▶ Set of tasks
**A.** Answer these questions from the post on business continuity plans, one line each, marked (i), (ii), (iii):
(i) What does a Business Continuity Plan not replace?
(ii) A good Business Continuity Plan is more centric on what, rather than on data and IT?
(iii) Until when may a DR plan provide a lesser level of service?
**B.** Duplicate the post on business continuity plans from "What good is a Business Continuity Plan if the hotsite" to "of its components.".
**C.** Go on with the post on business continuity plans from the point where it stops.

▶ Passage shown
— Start —
Thursday, July 31, 2008

What good is a Business Continuity Plan if the hotsite is also under 20-feet of water?

The other day, someone asked me an interesting question: “What good is a Business Continuity Plan if the client’s hotsite is [also] under 20-feet of water?”

First, at a very high level, a good Business Continuity Plan is more business and process centric rather than data and IT centric. A BCP does not replace a functioning Disaster Recovery Plan, but rather builds upon it or includes it (assuming that the DRP is viable and tested) as one of its components.
The lines between a DRP and BCP are slightly blurred as each installation tends to implement things just a little bit differently.

A good DR plan is one that when exercised (tested) or executed for real, recovers the data and IT infrastructure (including circuits, etc.) and provides a useable environment at a pre-determined level of service. In many cases the DRP may not attempt to replicate the entire production environment, but will provide lesser, yet agreed-upon level of service until a return-to-normal is possible or the production environment can be rebuilt.
— End —
▶ Data excerpt
— Start —
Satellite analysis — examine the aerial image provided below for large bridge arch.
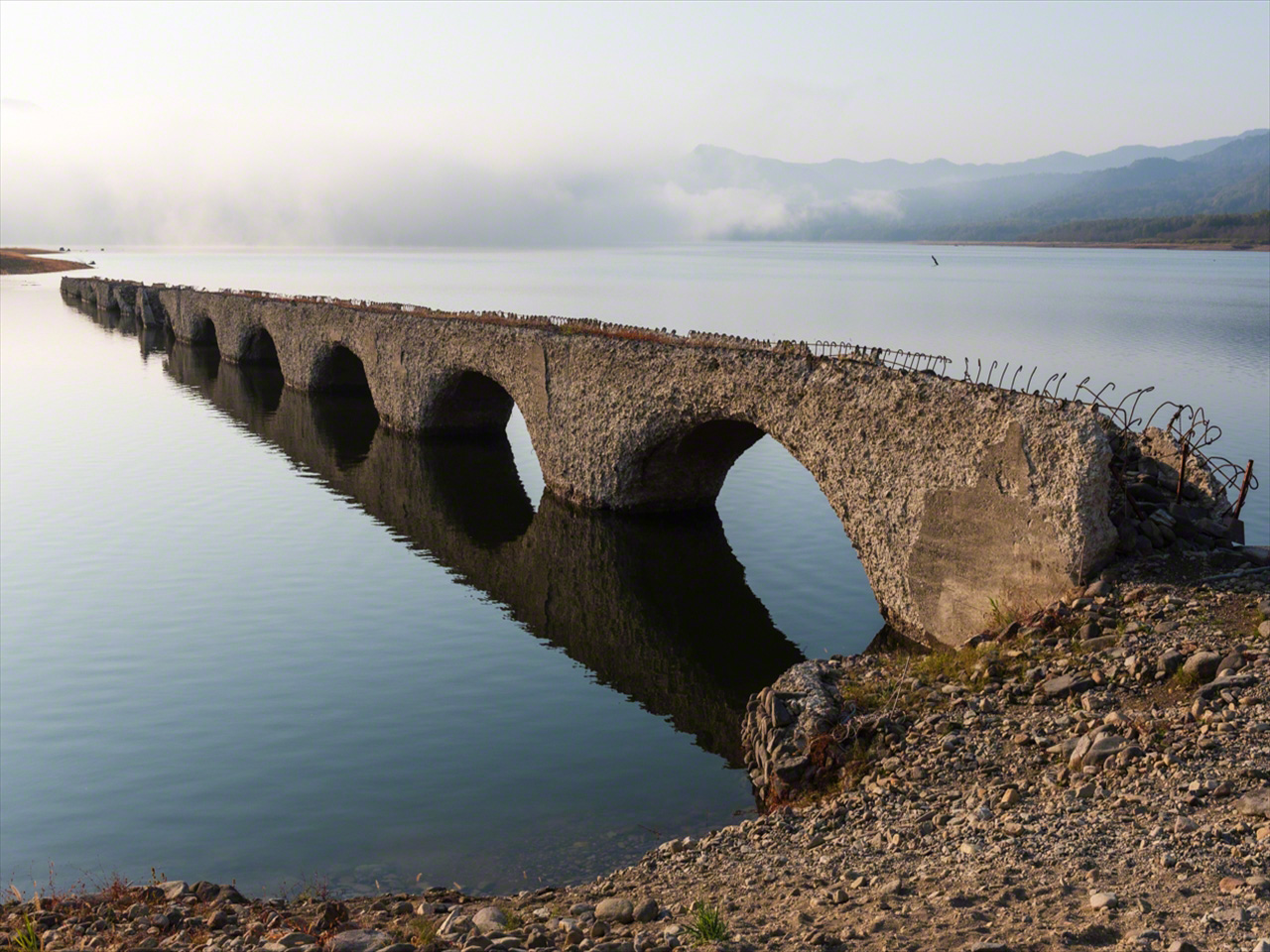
— End —
▶ Solved tasks
**A.**
(i) A functioning Disaster Recovery Plan.
(ii) Business and process.
(iii) Until a return-to-normal is possible or the production environment can be rebuilt.

**B.**
What good is a Business Continuity Plan if the hotsite is also under 20-feet of water?

The other day, someone asked me an interesting question: “What good is a Business Continuity Plan if the client’s hotsite is [also] under 20-feet of water?”

First, at a very high level, a good Business Continuity Plan is more business and process centric rather than data and IT centric. A BCP does not replace a functioning Disaster Recovery Plan, but rather builds upon it or includes it (assuming that the DRP is viable and tested) as one of its components.

**C.**
In the situation where “the client’s hotsite is [also] under 20-feet of water” I have a couple of different observations, but unfortunately, no real solution to offer.

We can infer from the fact that the client did establish a hotsite that there was some sort of a Disaster Recovery Plan. Perhaps not as complete or effective as it could have been, but still a plan none the less. But was the plan successful? The most obvious answer is “NO” since the recovery site was also under water.

But, is that really true? What if the DR planning process had correctly identified the risk of the hotsite suffering a concurrent failure AND management either actively accepted the risk or simply decided not to fund a solution?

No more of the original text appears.